> Textabschnitt:
+ + + +
Die Liliputbahn im Prater gilt als Wiener Institution. Vor etwas mehr als einer Woche kam es zu einem kleinen, etwas mysteriösen Unfall.
Heribert Corn

Dem kleinen Mädchen pappt Zuckerwatte am Gaumen. Oder irgendetwas anderes Klebriges. Die Mama fingert in seinem Mund. Das Kind brüllt – zumindest wirkt es so. Aber es ist kaum zu hören. Aus dem Lautsprecher beim Kettenkarussell dröhnt Wolke 10 vom DJ-Duo HBz, dazwischen mischt sich aus einer anderen Richtung der Donauwalzer. Ein Bub hat an einem Stand eine Blockflöte gewonnen und presst seit Minuten Luft durch das Instrument. Scheinbar ohne Atempause. Plötzlich ein gellender Schrei. Irgendwo klingelt eine Glocke. Der Wurstelprater, denke ich, während ich dort stehe, ist ein Ort, an dem man den Verstand verlieren kann.
+ + + +
> Bereitgestelltes Material:
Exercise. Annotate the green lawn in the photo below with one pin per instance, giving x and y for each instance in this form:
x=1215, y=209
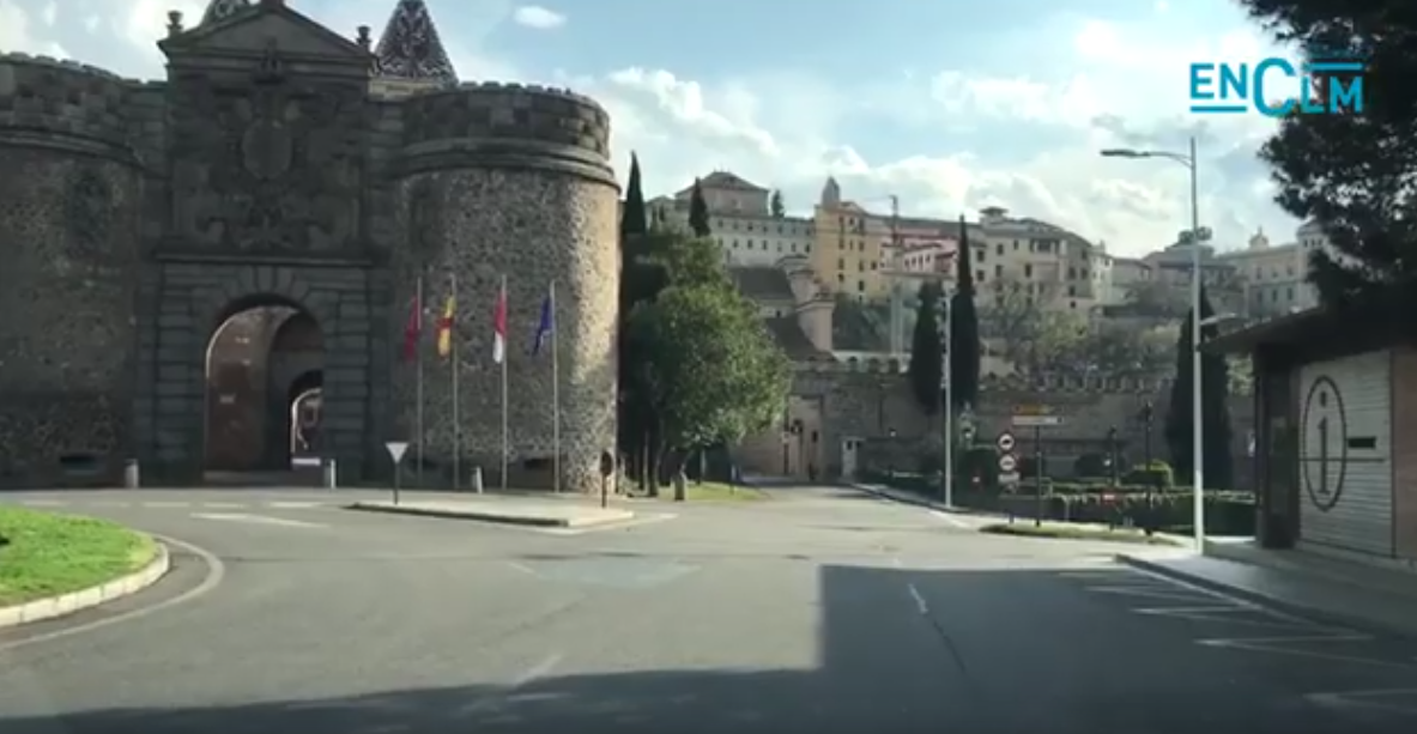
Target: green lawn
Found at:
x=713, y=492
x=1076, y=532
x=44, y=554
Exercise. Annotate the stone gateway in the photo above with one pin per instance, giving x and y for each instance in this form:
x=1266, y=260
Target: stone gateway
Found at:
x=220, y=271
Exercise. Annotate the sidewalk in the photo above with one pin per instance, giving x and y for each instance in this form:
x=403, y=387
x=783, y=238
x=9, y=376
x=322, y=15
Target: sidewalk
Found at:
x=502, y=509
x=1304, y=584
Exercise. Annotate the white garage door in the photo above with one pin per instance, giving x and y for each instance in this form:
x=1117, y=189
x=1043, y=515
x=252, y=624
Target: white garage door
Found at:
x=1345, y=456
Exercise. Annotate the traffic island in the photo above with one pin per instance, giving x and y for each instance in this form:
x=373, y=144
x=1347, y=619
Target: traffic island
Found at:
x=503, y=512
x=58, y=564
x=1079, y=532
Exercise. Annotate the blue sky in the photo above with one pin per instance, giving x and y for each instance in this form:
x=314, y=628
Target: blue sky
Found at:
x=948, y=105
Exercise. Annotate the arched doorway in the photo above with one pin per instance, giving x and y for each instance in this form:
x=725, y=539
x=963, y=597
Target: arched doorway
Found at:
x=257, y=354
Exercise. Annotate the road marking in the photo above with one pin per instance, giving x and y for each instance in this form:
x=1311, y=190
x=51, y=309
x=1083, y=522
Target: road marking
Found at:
+ + + +
> Aufgabe:
Führe den Textabschnitt über die Liliputbahn im Wiener Prater im Anschluss an seinen letzten Satz weiter.

> Erwartete Ausgabe:
Zwischen dem Bordsteinpflaster klemmen Tschickstummel. Eine Gruppe verschleierter Frauen bahnt sich den Weg Richtung Riesenrad, ein paar Teenager essen Langos. Auf dem Boden liegt ein Pappteller mit Ketchupresten, eine Frau in Sandalen steigt direkt hinein. "Oida", ruft sie. Zeitgleich heben die Schaukelsitze des Kettenkarussells ab. Die Zöpfe eines aufgeregten Mädchens flattern im Wind. Der Prater, der ist Wien; nur völlig übersteuert. Zumindest hier auf dem Riesenradplatz.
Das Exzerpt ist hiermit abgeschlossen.